#### What to do:
Convert only the lines of the material from the line with "For every instance of the bare" up to and including the line with "x=472 y=448" into a JSON list of strings, one string per line, leaving out any blank lines.
** start of Dataset rows **
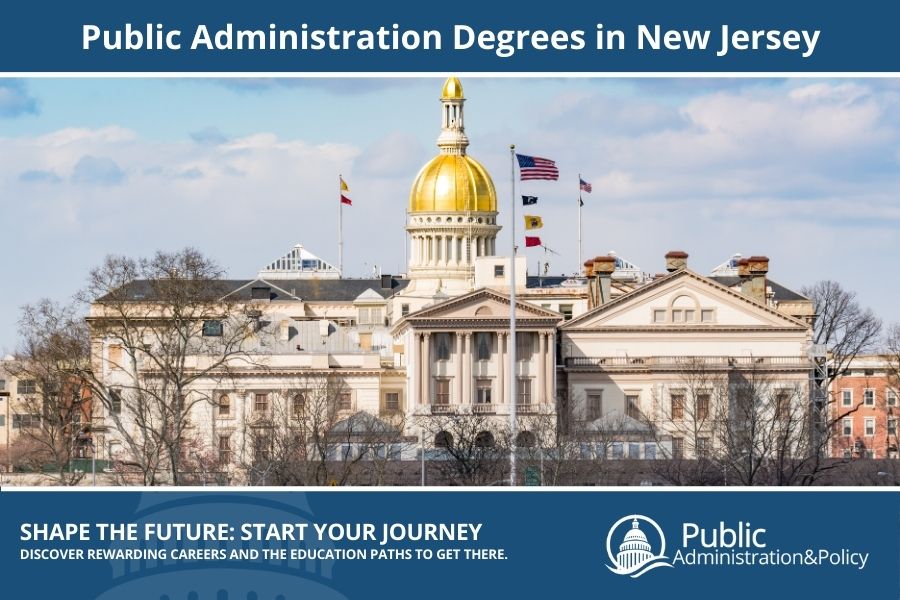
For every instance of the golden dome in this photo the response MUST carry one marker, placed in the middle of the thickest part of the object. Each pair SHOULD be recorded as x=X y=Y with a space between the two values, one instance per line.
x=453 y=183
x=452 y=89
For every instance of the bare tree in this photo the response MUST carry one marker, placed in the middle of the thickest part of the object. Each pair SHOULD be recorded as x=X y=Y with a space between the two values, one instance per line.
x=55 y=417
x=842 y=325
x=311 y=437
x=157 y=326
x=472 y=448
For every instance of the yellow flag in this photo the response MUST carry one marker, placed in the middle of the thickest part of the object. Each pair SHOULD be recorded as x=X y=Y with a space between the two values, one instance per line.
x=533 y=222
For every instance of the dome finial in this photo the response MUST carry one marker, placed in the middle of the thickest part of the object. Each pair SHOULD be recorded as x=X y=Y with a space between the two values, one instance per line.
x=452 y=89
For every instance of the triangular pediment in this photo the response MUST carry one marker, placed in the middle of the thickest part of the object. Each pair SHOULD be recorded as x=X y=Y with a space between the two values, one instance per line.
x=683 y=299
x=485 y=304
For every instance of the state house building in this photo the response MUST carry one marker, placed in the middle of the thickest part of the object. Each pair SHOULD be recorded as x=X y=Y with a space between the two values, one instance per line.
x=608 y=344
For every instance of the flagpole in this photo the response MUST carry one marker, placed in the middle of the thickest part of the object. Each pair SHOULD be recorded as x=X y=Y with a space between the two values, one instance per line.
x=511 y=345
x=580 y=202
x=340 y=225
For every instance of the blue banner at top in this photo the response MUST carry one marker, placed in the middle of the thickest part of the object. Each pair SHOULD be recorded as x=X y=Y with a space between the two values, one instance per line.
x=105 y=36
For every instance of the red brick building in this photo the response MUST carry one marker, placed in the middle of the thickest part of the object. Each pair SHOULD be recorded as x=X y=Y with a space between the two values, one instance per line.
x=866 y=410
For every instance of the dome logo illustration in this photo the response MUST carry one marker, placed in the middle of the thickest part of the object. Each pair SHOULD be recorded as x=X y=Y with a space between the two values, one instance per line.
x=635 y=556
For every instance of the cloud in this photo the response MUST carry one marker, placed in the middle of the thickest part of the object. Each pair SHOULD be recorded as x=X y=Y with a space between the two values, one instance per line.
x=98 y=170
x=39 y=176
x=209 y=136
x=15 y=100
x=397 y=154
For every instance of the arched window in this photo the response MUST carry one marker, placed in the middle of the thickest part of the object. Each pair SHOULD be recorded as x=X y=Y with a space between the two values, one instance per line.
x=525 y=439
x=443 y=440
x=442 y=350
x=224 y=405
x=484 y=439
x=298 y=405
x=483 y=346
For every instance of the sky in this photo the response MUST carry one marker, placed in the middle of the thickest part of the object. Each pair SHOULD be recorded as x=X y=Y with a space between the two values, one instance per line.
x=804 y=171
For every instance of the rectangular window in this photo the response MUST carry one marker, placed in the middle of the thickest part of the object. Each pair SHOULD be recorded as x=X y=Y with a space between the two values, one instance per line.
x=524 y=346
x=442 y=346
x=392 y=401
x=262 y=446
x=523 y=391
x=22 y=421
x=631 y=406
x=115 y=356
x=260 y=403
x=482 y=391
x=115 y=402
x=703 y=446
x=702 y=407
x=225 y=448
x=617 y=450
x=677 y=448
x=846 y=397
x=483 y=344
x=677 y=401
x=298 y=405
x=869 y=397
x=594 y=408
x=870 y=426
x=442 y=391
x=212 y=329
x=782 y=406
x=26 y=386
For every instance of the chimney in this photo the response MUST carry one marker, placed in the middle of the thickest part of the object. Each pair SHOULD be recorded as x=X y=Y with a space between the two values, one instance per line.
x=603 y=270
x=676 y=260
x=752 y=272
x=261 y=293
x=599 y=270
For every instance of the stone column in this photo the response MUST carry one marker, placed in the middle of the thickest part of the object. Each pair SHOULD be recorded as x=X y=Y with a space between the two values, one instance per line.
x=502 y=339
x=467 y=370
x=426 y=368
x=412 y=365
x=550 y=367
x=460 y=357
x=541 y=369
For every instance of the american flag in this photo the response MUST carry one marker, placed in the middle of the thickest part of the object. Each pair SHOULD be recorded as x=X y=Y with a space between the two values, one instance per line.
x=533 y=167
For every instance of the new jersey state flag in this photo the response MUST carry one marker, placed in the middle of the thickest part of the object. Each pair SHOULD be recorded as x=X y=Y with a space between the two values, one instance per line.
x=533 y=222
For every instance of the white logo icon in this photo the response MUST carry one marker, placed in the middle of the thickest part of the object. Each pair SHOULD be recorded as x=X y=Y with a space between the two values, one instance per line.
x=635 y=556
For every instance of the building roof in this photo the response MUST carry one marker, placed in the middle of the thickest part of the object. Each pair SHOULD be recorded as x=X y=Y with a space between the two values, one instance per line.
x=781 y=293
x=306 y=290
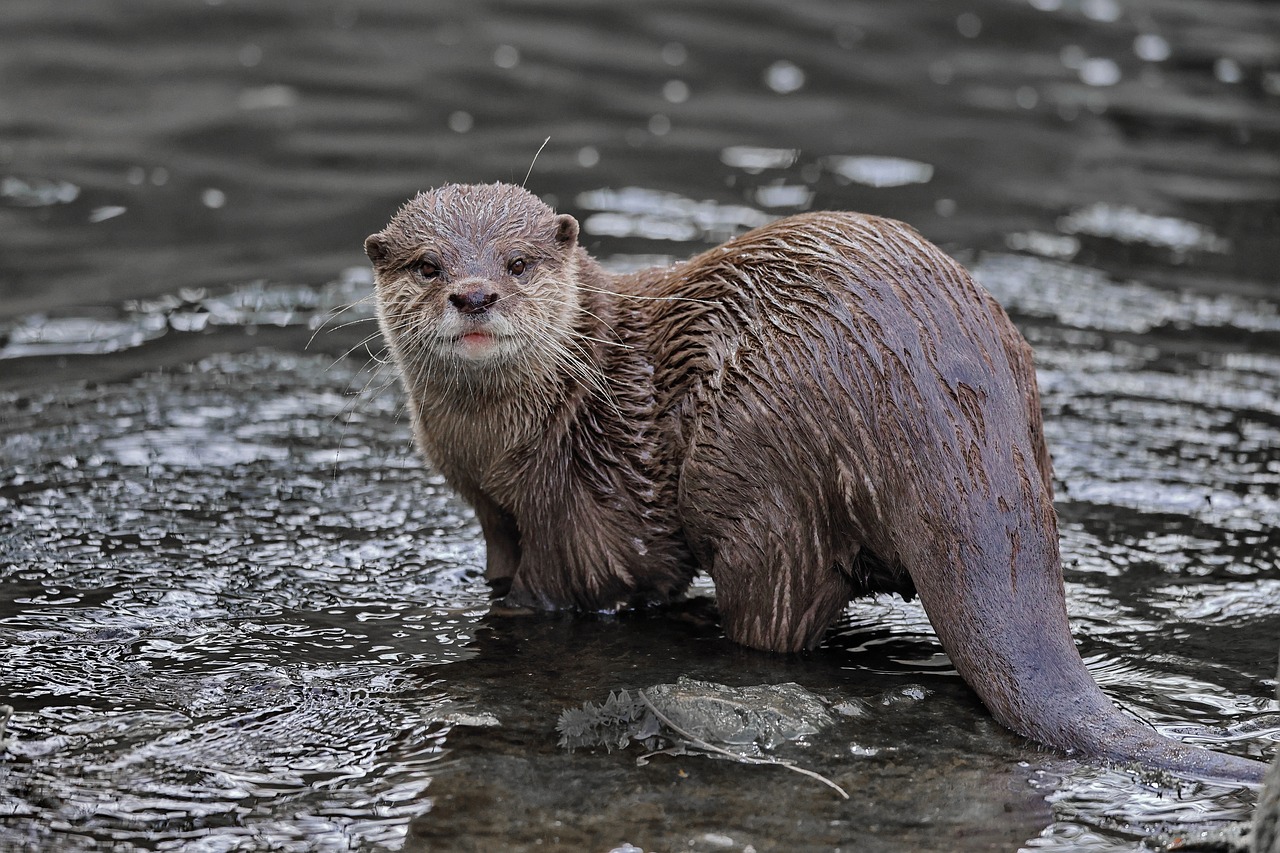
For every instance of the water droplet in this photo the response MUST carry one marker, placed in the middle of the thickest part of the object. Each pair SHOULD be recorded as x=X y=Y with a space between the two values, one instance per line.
** end of Dataset rows **
#### Task output:
[
  "For every instance of the bare tree in this photo the response MUST carry one marker, placed in the middle of the thickest part of the object. Each pair SHOULD be recorded as x=X y=Y with a space between the two values, one instance per line.",
  "x=55 y=417",
  "x=842 y=325",
  "x=311 y=437",
  "x=157 y=326",
  "x=472 y=448"
]